## Extract provided
Florida Panthers – Neither: The Panthers didn’t do much, which pretty much cements their status as one of the most meh teams in the NHL today. Not very good, not very bad, just kind of there. And that basically held true for the trade deadline.

Los Angeles Kings – Neither: Currently mired in roster hell, the Kings had no realistic expectation they could either upgrade their organization or get rid of some of their onerous contracts.

Minnesota Wild – Neither: Getting Kevin Fiala, a player with whom GM Paul Fenton is familiar with from his Nashville days, will be a terrific move for the future. So is acquiring Ryan Donato, who never seemed to have a chance in Boston. But by trading Charlie Coyle and Mikael Granlund (and Niederreiter last month), the Wild look as though they’ve essentially tossed in the towel on this season.

Montreal Canadiens – Neither: You might be tempted to put the Canadiens in the winner category because they didn’t sacrifice any of their picks or prospects to bolster their lineup this season. Jordan Weal will help them on the fourth line.

Nashville Predators – Winner: There were few GMs who went into this trade deadline under more pressure to improve his roster than David Poile and he did so by landing Granlund and Wayne Simmonds. The Predators have underachieved much of this season and needed to shake themselves out of the doldrums. To get Simmonds without giving up a first-round pick was a coup that should pay dividends in the playoffs.

New Jersey Devils – Neither: GM Ray Shero knows where his team is in its evolution and knows last year was an aberration. So he got rid of three expendable players in Keith Kincaid, Marcus Johansson and Brian Boyle for four draft picks, two of them second-rounders.

New York Islanders – Neither: But they could very well turn out to be a winner in that they didn’t sacrifice any of their future for short-term gain. The Islanders are in this for the long haul and know that anything they achieve this season is a bonus.

New York Rangers – Winner: It’s hard for a seller to be a winner at the trade deadline, but the Rangers managed to do that, parlaying their assets on expiring contracts into some decent futures. It’s now up to their scouting staff, who traditionally goes into the draft with a dearth of picks, to ensure they make the most of the picks they have.

Ottawa Senators – Neither: Yes, they got an outstanding prospect in defenseman Erik Brannstrom from Vegas, but they countered that by not getting a first-round pick for Mark Stone and only middling prospects for Matt Duchene. They did what they had to do, but their fans are still left wanting.

Pittsburgh Penguins – Loser: GM Jim Rutherford had best get his fingers out of that sill because that window is going to slam down on them very soon. The deal to get Erik Gudbranson gives them a little more sandpaper on the back end, but doesn’t do much for the quality of their blueline corps. And the Penguins, while still possessing some awesome talent up front, face a bleak long-term future.

Philadelphia Flyers – Loser: Weren’t we talking not long ago about Simmonds being worth a first-round pick? The return for him was underwhelming, largely because the Flyers waited too long to deal him. He didn’t help their cause by having a mediocre season.

## Data lines

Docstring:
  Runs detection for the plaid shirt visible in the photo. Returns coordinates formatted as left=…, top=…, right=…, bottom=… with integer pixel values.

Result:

## Tasks for this exercise
[1] In the NHL trade deadline rundown, which three players did the New Jersey Devils trade away?
[2] Carry on the NHL trade deadline rundown from its last entry.

## Task-by-task outputs
[1] Keith Kincaid, Marcus Johansson and Brian Boyle.

[2]
St. Louis Blues – Neither: There probably aren’t too many Blues fans who are going to have an issue with the fact that the Blues had a pretty quiet deadline. They don’t have a ton of cap room and no first-round pick in 2019, not to mention that they’re one of the league’s hottest teams of late.

San Jose Sharks – Winner: Speaking of hot teams, there might not be a less desirable playoff opponent than the Sharks at the moment. And they managed to bolster their forward corps by landing Nyquist, who will fit in there just fine because just about everyone fits in just fine in San Jose.

Tampa Bay Lightning – Neither: When you’re 13 points ahead of the next best team in the league and on pace to challenge for the NHL record in points, there is no reason to make a move for the sake of making a move.

Toronto Maple Leafs – Loser: The Leafs made their significant acquisition when they picked up defenseman Jake Muzzin a month ago, but they did nothing to address their deficiencies on the right side of their blueline or add some size and/or snarl to their forward corps.

Vancouver Canucks – Neither: It’s a little difficult to figure out why they gave up so quickly on Jonathan Dahlen, but GM Jim Benning did manage to ship out Gudbranson, for which many Canuck fans might be willing to throw a parade.

Vegas Golden Knights – Winner: Or, as they say, winner-winner-chicken-dinner. When you get the crown jewel of the trade deadline, then sign him to an eight-year contract extension, you can’t be classified as anything but a winner. The Golden Knights have yet to prove it, but they’re actually a better team now than they were at this time last year, and a large reason for that is the acquisition of Stone.

Washington Capitals – Neither: By acquiring Michal Kempny last season, the Capitals are living proof you don’t have to make a huge splash at the trade deadline. Nick Jensen might be Michal Kempny 2.0, even though they did give up a pretty good prospect in Madison Bowey.

Winnipeg Jets – Winner: Acquiring Kevin Hayes basically duplicated their move at the trade deadline last year when they traded for Paul Stastny. Hayes is a big, fast and reasonably productive center that moves Bryan Little into the third-line center spot. GM Kevin Cheveldayoff also made a couple of minor moves to give his team some depth on the blueline.